• [EXTRACT PROVIDED]
▼

The future of healthcare is increasingly personalized, with smartwatches that can monitor key vital signs from the comfort of the living room to genetic testing that can tell people vital information about their health. Tracking information within the body and having doctors able to prescribe personalized cancer treatments demonstrate how technologies are creating a new future of healthcare.

Comfortable monitors

Wearing a smartwatch does not take a second thought, so remembering to check blood pressure will not either. Smartwatches are now being cleverly designed with built-in sensitive sensors to keep on top of any abnormalities in heart rate, heart rhythm, and, in the future, blood pressure. People could soon go about daily activities such as watching TV while being monitored for high blood pressure, giving far more accurate results than just a few minutes in a doctor’s office.

Miniature continuous glucose monitors have been mainstream amongst people with diabetes for some time, but for people with other chronic conditions, self-monitoring has been less available. For those with cardiovascular conditions, ECGs from home have been on the rise. Philips ePatch is a small, waterproof sticky patch that can record and store heartbeats and patterns, so data can be taken in different environments, such as in the shower or in a restaurant, to assess which activities might trigger any changes. The patch is advanced enough to store medical-grade data, which can then be transferred to a doctor to be analyzed more closely. Comfortable and wearable technology like this can result in people feeling safer and more in control of their conditions.

▲

According to the text on personalized healthcare, what is Philips ePatch?

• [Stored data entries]
▼

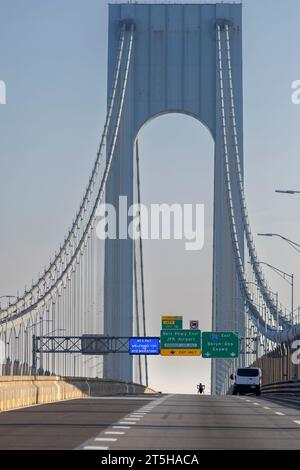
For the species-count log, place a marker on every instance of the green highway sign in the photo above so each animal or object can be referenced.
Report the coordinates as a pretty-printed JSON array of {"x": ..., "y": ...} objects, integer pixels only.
[
  {"x": 171, "y": 323},
  {"x": 180, "y": 343},
  {"x": 220, "y": 345}
]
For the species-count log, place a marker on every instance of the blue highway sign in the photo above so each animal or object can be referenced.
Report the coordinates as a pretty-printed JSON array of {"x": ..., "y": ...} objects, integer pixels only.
[{"x": 144, "y": 346}]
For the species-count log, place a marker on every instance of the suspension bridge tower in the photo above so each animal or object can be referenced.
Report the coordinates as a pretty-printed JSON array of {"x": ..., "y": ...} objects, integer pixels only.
[{"x": 175, "y": 68}]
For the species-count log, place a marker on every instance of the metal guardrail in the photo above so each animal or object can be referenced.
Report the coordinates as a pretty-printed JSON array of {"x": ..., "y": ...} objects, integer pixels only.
[{"x": 282, "y": 388}]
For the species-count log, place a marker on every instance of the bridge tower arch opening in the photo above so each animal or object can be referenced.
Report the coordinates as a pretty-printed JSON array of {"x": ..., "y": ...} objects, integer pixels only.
[
  {"x": 177, "y": 149},
  {"x": 174, "y": 67}
]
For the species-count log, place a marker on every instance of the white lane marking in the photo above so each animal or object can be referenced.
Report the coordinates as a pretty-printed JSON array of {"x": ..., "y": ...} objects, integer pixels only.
[
  {"x": 127, "y": 422},
  {"x": 112, "y": 433},
  {"x": 95, "y": 448},
  {"x": 121, "y": 427},
  {"x": 105, "y": 439},
  {"x": 113, "y": 398}
]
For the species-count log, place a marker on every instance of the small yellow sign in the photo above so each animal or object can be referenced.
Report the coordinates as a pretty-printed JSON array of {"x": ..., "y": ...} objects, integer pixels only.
[{"x": 180, "y": 352}]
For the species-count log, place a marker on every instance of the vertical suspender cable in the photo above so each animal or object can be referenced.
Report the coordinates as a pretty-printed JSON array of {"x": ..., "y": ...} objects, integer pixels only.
[{"x": 141, "y": 255}]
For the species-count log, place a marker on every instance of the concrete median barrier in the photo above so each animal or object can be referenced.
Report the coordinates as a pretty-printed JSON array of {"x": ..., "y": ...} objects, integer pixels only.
[{"x": 18, "y": 392}]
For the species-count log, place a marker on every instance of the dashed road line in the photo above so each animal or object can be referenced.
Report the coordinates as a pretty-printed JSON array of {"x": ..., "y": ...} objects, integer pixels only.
[
  {"x": 127, "y": 422},
  {"x": 114, "y": 433},
  {"x": 121, "y": 427},
  {"x": 95, "y": 448},
  {"x": 105, "y": 439}
]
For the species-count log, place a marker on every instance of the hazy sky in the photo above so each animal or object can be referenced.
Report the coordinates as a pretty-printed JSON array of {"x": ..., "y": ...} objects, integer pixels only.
[{"x": 53, "y": 58}]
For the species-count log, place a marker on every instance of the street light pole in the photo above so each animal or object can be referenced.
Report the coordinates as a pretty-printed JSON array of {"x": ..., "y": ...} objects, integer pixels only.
[
  {"x": 289, "y": 192},
  {"x": 284, "y": 276},
  {"x": 293, "y": 244}
]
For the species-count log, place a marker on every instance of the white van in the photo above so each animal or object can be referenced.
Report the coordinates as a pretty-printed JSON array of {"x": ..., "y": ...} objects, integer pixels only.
[{"x": 247, "y": 380}]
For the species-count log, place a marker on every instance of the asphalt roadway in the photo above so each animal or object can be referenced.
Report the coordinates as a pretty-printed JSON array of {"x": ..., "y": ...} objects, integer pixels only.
[{"x": 166, "y": 422}]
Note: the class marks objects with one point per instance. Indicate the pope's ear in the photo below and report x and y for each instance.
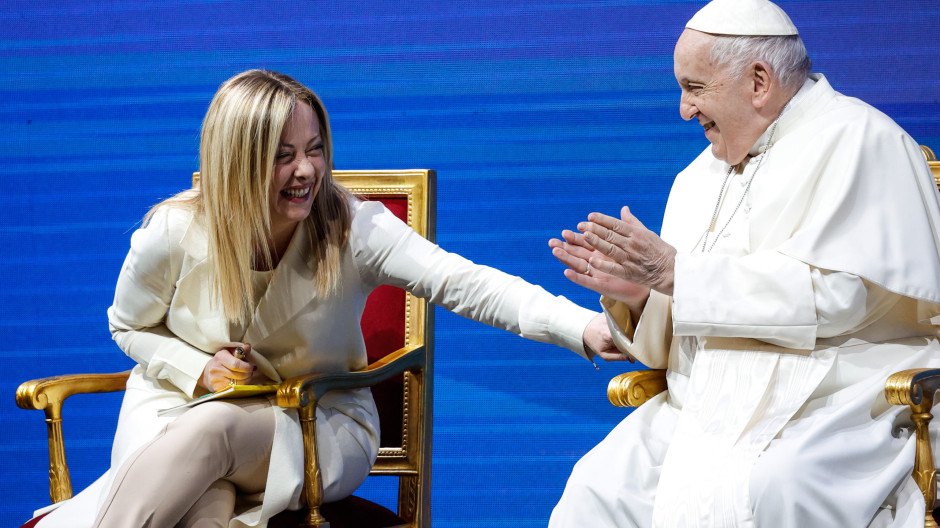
(762, 83)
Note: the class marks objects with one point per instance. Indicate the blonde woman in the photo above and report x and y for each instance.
(270, 251)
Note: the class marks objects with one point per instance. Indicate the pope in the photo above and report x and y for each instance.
(797, 268)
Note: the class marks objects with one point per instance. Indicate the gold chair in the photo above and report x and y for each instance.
(398, 330)
(915, 388)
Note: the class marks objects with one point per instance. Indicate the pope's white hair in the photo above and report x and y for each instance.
(786, 56)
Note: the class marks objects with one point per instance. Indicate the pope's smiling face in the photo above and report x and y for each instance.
(721, 104)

▲

• [ANSWER BELOW]
It is a small, waterproof sticky patch that can record and store heartbeats and patterns.